> _Work item_
Take the entries below and return them unchanged.

(Stored items)
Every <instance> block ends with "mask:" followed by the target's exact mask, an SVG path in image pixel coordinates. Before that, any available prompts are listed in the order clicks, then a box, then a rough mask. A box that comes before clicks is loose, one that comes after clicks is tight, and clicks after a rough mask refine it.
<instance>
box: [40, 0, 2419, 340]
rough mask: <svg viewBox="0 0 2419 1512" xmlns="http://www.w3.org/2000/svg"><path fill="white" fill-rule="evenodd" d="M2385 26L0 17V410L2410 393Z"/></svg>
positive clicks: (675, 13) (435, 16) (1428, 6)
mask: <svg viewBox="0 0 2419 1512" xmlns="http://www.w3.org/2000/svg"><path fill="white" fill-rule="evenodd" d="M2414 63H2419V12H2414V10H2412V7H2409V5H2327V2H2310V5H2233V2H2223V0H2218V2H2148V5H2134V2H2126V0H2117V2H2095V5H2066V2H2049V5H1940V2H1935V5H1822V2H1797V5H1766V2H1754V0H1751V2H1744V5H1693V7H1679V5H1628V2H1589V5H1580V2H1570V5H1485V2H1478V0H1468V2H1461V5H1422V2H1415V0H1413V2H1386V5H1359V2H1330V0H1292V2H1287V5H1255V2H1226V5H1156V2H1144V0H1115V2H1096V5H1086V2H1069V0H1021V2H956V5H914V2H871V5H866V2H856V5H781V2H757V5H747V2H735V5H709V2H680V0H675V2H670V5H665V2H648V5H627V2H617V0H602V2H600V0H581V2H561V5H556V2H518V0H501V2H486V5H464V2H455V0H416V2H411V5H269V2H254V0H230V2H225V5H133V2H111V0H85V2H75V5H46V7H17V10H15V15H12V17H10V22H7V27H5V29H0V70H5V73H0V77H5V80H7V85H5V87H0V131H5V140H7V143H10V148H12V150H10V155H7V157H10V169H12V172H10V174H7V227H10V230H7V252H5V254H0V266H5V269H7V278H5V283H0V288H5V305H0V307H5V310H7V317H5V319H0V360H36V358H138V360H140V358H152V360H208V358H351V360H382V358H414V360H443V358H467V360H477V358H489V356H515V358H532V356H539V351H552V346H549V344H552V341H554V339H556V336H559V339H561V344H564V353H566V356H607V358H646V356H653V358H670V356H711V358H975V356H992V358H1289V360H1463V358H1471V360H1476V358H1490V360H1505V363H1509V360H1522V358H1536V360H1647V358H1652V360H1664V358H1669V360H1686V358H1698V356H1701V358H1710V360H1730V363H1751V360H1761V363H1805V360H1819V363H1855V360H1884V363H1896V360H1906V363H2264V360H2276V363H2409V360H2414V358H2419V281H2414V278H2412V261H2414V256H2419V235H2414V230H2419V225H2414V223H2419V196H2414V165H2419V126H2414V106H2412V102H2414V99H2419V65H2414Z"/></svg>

> _Finished exercise_
Every <instance> block ends with "mask:" followed by the target's exact mask, an SVG path in image pixel coordinates. Before that, any available prompts are listed in the order clicks, then a box, then a rough mask. A box that comes before clicks is loose, one that comes after clicks is tight, and clicks after a rough mask refine it.
<instance>
box: [40, 0, 2419, 340]
rough mask: <svg viewBox="0 0 2419 1512" xmlns="http://www.w3.org/2000/svg"><path fill="white" fill-rule="evenodd" d="M2385 26L0 17V410L2410 393Z"/></svg>
positive clicks: (675, 13) (435, 16) (1428, 6)
mask: <svg viewBox="0 0 2419 1512" xmlns="http://www.w3.org/2000/svg"><path fill="white" fill-rule="evenodd" d="M2414 63H2419V12H2414V10H2412V7H2409V5H2327V2H2310V5H2233V2H2223V0H2218V2H2148V5H2134V2H2126V0H2117V2H2095V5H2066V2H2049V5H1940V2H1935V5H1822V2H1797V5H1766V2H1754V0H1751V2H1744V5H1693V7H1679V5H1628V2H1589V5H1580V2H1570V5H1485V2H1478V0H1468V2H1461V5H1422V2H1415V0H1413V2H1386V5H1359V2H1330V0H1292V2H1287V5H1255V2H1226V5H1156V2H1144V0H1115V2H1096V5H1086V2H1069V0H1021V2H956V5H914V2H871V5H866V2H856V5H781V2H757V5H747V2H735V5H709V2H680V0H675V2H670V5H665V2H648V5H627V2H617V0H602V2H600V0H581V2H561V5H556V2H518V0H501V2H486V5H464V2H455V0H416V2H411V5H269V2H254V0H230V2H225V5H133V2H111V0H85V2H75V5H46V7H17V10H15V15H12V17H10V22H7V27H5V29H0V70H5V73H0V77H5V80H7V85H5V87H0V131H5V140H7V143H10V148H12V150H10V155H7V157H10V169H12V172H10V174H7V227H10V230H7V252H5V254H0V266H5V269H7V278H5V283H0V288H5V305H0V307H5V310H7V317H5V319H0V360H36V358H138V360H140V358H152V360H208V358H351V360H382V358H414V360H443V358H467V360H477V358H489V356H515V358H532V356H539V351H552V346H549V344H552V341H554V339H556V336H559V339H561V344H564V353H566V356H607V358H646V356H653V358H670V356H711V358H975V356H992V358H1289V360H1463V358H1471V360H1476V358H1490V360H1505V363H1509V360H1522V358H1536V360H1647V358H1652V360H1664V358H1669V360H1686V358H1698V356H1701V358H1710V360H1730V363H1751V360H1761V363H1805V360H1819V363H1855V360H1884V363H1896V360H1906V363H2264V360H2276V363H2409V360H2414V358H2419V281H2414V278H2412V261H2414V256H2419V235H2414V230H2419V225H2414V223H2419V196H2414V165H2419V126H2414V106H2412V102H2414V99H2419V65H2414Z"/></svg>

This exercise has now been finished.